(Entries from a pointing dataset)
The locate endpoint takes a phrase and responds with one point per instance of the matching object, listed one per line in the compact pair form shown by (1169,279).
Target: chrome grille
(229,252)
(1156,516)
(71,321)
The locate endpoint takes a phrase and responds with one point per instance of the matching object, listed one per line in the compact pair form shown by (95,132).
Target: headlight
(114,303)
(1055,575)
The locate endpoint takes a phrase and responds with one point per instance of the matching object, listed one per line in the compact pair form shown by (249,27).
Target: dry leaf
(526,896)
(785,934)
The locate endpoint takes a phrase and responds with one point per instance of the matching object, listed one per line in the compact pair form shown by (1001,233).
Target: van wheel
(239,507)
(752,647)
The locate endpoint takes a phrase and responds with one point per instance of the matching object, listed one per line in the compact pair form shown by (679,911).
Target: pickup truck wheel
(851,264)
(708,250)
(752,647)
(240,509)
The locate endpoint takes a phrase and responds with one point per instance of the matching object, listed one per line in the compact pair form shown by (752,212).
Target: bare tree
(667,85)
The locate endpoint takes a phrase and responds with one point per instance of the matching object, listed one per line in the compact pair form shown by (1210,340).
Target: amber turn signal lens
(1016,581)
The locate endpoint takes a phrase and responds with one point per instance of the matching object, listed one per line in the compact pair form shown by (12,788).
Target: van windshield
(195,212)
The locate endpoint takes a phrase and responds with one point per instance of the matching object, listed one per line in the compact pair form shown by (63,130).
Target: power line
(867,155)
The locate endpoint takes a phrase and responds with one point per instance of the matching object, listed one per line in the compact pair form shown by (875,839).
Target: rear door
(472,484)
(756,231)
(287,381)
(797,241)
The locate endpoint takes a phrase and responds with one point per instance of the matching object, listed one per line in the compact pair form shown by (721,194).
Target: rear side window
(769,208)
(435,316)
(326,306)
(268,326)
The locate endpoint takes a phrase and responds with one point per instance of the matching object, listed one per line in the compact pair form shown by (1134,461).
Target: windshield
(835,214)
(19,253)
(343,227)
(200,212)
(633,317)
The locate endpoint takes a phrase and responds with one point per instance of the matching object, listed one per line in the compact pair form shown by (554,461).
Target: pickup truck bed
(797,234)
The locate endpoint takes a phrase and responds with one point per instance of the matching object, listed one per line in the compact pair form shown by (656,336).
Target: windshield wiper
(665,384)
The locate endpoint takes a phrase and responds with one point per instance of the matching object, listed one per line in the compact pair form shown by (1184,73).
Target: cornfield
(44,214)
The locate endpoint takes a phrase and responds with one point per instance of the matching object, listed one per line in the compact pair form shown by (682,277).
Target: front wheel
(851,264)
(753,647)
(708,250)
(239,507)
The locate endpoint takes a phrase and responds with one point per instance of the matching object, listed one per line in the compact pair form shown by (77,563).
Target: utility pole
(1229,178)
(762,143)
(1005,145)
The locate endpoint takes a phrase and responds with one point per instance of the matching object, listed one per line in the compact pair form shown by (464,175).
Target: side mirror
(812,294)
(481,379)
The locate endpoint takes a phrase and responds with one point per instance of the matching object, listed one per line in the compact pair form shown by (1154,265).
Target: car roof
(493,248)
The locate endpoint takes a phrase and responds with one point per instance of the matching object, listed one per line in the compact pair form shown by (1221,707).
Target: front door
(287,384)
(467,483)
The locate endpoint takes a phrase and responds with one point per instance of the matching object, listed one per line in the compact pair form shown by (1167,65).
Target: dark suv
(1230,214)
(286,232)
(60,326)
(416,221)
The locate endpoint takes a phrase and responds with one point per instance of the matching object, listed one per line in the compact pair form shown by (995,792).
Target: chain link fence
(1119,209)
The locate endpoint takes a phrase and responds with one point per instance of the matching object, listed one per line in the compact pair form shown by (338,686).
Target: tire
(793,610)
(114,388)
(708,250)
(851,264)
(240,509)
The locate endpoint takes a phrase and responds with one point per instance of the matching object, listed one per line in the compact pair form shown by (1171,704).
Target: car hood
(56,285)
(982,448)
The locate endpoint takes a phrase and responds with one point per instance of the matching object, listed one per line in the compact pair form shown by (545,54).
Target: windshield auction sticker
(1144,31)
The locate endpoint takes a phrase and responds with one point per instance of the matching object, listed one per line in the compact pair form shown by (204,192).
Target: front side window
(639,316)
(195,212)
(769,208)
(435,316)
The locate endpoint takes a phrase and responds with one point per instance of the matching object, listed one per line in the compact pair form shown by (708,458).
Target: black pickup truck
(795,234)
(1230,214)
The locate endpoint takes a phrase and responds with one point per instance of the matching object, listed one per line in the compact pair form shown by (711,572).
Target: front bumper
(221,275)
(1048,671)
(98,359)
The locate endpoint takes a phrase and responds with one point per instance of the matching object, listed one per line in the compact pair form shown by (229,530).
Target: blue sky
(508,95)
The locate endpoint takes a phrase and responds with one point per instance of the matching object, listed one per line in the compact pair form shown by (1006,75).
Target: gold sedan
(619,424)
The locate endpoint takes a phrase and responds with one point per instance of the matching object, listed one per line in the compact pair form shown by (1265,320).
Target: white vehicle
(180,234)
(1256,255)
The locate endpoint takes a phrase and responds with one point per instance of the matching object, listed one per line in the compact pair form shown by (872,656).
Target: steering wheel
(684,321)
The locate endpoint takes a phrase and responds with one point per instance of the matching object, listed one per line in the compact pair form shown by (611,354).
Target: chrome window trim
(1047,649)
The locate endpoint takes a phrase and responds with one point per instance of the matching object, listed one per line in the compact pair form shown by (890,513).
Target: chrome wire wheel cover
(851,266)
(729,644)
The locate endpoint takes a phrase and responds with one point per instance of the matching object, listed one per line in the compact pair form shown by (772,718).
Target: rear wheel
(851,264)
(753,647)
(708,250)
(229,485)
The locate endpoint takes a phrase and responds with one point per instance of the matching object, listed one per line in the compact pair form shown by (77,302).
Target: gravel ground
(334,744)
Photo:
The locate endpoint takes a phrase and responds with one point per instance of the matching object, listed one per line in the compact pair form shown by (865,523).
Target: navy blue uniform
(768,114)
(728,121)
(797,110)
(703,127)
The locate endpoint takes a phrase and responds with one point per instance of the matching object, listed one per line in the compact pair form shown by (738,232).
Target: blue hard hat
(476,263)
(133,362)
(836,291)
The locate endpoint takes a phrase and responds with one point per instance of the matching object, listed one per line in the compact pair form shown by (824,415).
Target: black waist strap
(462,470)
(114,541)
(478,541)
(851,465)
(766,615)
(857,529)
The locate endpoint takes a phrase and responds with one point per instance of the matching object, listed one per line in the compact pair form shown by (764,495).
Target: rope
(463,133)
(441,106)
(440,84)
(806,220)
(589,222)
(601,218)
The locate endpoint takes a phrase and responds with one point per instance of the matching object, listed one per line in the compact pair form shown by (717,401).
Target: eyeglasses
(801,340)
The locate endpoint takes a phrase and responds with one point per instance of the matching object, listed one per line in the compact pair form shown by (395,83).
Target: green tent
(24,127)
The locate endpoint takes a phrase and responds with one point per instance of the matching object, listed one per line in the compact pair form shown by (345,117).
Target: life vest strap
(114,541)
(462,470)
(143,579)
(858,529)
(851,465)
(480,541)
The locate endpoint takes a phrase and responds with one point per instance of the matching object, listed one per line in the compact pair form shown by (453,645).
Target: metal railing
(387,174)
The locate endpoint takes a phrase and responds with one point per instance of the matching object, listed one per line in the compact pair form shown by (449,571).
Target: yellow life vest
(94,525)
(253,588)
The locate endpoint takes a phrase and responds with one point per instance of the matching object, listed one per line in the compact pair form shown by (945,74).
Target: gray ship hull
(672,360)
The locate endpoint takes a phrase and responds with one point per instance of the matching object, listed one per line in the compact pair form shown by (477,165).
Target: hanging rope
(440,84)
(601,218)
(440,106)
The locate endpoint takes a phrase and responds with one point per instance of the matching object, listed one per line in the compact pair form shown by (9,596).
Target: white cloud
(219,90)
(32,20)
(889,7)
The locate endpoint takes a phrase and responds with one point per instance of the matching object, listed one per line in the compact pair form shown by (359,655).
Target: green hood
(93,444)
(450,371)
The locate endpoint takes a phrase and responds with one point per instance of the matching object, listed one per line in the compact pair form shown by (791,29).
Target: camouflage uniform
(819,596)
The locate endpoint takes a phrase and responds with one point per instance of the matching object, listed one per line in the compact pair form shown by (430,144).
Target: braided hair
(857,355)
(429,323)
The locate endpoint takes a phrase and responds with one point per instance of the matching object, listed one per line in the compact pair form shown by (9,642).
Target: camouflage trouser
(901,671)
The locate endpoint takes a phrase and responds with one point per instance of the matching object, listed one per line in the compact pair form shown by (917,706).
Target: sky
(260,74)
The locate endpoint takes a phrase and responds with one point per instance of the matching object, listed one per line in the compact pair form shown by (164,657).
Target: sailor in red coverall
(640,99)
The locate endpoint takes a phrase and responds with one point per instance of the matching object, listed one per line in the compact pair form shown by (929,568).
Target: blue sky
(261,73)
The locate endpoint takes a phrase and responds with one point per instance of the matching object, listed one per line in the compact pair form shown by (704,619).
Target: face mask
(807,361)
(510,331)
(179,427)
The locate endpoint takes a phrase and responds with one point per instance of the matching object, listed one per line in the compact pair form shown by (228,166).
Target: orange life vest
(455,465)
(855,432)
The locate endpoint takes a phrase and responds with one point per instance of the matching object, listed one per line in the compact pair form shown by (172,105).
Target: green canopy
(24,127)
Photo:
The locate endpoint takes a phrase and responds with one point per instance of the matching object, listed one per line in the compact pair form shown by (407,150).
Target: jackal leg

* WORK TO BE COMPLETED:
Express the stretch of the records from the line containing "shown by (172,105)." through the last line as a JSON list of strings, one string per line, with blank lines left out.

* COMPLETED EXERCISE:
[
  "The locate endpoint takes a phrase and responds with one point per instance of the matching object, listed one per line in the compact pair form shown by (172,105).",
  "Target: green canopy",
  "(24,127)",
  "Photo:",
  "The locate endpoint takes a phrase and responds with one point per instance of the matching object, listed one per line in the compact pair form shown by (407,150).",
  "Target: jackal leg"
]